WHAT THE TASK REQUIRES
Reproduce exactly the lines from the line containing "Here's a bet: you won't be able to pinpoint the mobile" through the end of the records below, including both ends, and nothing else.

DATA EXTRACTS
====

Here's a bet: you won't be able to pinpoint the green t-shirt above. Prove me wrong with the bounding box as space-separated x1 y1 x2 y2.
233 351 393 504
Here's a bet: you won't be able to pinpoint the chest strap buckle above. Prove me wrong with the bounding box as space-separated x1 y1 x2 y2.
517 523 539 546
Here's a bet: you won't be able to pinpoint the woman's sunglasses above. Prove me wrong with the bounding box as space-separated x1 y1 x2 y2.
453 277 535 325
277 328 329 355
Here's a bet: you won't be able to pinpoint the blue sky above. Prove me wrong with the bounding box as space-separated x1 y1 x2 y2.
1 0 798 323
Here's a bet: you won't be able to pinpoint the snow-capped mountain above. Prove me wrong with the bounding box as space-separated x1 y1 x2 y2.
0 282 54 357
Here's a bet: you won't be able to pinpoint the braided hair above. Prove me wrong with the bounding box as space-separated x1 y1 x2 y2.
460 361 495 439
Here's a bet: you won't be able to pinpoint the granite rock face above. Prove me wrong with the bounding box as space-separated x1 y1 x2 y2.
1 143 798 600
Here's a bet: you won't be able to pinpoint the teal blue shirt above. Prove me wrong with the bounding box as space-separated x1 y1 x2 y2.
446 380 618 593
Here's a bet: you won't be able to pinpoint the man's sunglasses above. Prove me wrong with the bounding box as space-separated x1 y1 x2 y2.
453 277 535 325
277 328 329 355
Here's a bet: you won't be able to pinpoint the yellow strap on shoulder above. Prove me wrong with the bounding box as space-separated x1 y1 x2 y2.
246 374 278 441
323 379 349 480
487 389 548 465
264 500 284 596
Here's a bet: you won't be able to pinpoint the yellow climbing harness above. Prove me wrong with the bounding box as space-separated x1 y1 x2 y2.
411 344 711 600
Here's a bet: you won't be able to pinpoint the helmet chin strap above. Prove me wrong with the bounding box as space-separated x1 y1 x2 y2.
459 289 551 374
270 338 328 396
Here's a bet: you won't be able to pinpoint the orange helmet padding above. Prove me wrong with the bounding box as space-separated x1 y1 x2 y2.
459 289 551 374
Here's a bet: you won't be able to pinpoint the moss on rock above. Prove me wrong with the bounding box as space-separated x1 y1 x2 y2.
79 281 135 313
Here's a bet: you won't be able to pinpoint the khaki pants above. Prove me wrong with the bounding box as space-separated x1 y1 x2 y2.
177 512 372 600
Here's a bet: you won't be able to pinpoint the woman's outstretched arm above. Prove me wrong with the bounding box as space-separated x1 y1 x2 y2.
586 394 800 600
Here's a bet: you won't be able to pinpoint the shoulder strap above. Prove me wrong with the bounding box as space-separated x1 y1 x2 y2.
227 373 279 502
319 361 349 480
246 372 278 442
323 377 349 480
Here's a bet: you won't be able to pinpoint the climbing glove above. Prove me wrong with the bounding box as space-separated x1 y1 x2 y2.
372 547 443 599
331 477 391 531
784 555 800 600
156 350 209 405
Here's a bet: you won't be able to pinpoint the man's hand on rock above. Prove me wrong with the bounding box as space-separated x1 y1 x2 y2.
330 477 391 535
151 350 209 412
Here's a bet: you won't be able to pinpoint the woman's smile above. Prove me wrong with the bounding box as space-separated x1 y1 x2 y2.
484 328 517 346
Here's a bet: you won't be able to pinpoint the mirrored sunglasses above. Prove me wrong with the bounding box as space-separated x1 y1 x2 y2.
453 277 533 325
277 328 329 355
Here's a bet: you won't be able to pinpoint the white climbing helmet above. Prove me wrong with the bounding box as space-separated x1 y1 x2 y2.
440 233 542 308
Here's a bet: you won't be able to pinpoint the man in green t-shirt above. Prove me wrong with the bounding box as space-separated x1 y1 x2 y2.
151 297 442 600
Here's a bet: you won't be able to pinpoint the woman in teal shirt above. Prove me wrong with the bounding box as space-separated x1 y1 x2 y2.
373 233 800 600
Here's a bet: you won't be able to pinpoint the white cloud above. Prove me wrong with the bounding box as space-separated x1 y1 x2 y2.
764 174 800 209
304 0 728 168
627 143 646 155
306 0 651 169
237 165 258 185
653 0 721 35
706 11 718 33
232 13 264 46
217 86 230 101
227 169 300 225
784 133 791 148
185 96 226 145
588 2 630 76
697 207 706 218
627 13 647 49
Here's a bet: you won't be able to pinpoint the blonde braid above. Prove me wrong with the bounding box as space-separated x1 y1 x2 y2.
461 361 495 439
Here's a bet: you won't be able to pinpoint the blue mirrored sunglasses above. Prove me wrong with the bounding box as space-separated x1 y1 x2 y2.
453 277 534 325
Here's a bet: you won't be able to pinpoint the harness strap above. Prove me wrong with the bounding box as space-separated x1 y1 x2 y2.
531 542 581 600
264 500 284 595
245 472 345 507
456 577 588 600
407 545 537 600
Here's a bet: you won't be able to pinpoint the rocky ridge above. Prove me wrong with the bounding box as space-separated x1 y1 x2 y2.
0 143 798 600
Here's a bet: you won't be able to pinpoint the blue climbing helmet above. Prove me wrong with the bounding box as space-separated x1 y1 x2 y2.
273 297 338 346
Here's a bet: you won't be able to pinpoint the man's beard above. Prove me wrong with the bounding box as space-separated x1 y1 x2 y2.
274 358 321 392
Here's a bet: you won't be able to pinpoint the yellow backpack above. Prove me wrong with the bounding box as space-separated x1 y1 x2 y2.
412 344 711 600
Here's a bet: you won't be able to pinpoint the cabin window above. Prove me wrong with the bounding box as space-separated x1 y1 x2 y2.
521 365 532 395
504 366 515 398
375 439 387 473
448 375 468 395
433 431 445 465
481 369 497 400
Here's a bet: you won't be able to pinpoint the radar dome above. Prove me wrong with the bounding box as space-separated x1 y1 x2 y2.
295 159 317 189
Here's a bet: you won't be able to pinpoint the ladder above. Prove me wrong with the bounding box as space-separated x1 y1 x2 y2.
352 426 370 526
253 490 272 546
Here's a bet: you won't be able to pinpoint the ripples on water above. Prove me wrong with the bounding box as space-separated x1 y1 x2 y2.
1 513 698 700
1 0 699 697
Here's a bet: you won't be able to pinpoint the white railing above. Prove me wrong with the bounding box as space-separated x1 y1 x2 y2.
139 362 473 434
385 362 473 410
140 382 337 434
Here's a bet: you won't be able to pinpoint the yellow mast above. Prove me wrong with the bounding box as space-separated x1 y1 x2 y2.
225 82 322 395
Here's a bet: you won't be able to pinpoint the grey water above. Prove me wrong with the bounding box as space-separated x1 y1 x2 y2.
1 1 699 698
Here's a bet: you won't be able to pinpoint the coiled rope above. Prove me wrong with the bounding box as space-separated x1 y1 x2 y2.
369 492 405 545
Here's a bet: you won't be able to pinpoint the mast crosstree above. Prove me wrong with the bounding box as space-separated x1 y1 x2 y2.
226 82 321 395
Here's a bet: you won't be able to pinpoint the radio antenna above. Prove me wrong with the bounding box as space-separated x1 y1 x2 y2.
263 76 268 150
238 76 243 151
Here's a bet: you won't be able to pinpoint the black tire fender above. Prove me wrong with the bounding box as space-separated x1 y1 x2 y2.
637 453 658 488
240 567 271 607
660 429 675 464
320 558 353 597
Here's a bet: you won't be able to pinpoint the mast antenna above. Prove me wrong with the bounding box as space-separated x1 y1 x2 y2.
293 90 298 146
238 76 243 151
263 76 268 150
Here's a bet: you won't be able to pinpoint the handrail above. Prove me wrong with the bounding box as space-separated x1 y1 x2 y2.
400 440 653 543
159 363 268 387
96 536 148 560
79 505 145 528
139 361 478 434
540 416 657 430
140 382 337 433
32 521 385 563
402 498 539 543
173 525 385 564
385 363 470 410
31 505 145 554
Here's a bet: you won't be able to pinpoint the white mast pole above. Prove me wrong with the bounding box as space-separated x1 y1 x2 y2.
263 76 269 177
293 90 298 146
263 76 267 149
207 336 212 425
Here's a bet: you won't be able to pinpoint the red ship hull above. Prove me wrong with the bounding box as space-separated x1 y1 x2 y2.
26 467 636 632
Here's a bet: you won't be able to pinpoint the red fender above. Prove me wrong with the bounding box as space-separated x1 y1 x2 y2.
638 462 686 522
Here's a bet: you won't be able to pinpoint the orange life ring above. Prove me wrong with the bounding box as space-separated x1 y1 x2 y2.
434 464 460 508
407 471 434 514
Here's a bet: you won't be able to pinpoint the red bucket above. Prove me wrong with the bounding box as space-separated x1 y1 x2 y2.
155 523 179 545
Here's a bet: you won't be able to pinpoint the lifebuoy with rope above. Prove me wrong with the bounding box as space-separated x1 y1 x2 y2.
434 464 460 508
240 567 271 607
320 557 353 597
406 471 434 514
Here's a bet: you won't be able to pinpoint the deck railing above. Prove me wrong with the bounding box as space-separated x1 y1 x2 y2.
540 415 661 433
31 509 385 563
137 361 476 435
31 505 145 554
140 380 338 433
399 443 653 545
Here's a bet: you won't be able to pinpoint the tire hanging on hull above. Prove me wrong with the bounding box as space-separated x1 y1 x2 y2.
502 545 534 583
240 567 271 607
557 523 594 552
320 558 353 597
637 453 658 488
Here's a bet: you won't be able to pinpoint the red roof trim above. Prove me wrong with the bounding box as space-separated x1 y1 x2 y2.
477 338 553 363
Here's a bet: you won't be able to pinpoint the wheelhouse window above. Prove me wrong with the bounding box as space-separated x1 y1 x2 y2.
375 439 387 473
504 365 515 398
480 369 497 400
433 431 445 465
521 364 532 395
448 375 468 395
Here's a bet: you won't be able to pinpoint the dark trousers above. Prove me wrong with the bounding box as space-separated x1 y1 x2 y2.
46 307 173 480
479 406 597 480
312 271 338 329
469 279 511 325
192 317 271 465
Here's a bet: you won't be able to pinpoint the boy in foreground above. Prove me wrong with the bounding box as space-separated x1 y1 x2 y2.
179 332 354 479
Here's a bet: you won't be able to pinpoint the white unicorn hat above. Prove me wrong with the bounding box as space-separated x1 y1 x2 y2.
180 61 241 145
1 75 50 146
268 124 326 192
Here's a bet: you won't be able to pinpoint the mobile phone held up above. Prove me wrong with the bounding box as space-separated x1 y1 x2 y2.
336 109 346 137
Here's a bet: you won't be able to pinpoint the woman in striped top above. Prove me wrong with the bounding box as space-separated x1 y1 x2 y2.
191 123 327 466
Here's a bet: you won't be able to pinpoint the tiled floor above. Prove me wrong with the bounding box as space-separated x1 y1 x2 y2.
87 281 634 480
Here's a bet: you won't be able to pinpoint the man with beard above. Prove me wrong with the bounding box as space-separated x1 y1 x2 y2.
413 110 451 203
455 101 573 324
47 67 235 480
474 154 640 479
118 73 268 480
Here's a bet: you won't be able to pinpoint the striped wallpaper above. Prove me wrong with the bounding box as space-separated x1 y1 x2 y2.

====

TASK SOLUTION
Here's a bet: you won't be able to pinpoint the mobile phone held up above. Prove me wrong with the bounding box as space-separated x1 y1 x2 y2.
336 109 346 137
Here's a bet: you won't be able to pinpoint the woman in striped top above. Prove me wrong with the bounding box as space-separated x1 y1 x2 y2.
191 123 327 466
Here's a bet: you won't be able to pinpoint the tiled floor above. Prove me wrong with the bounding box as space-separated x1 y1 x2 y2.
87 281 634 480
Here's a bet: you won't be able to pinpoint the man with beard above. Prove me wrong with the bounding box as space-separated x1 y1 x2 y2.
413 110 451 203
455 101 573 324
47 67 235 480
474 154 640 479
118 73 268 480
Here's a bet: you won't be able to pinpoint the striped wallpaper above. Prove me wrong with the bounding box as space-separated x1 y1 x2 y2.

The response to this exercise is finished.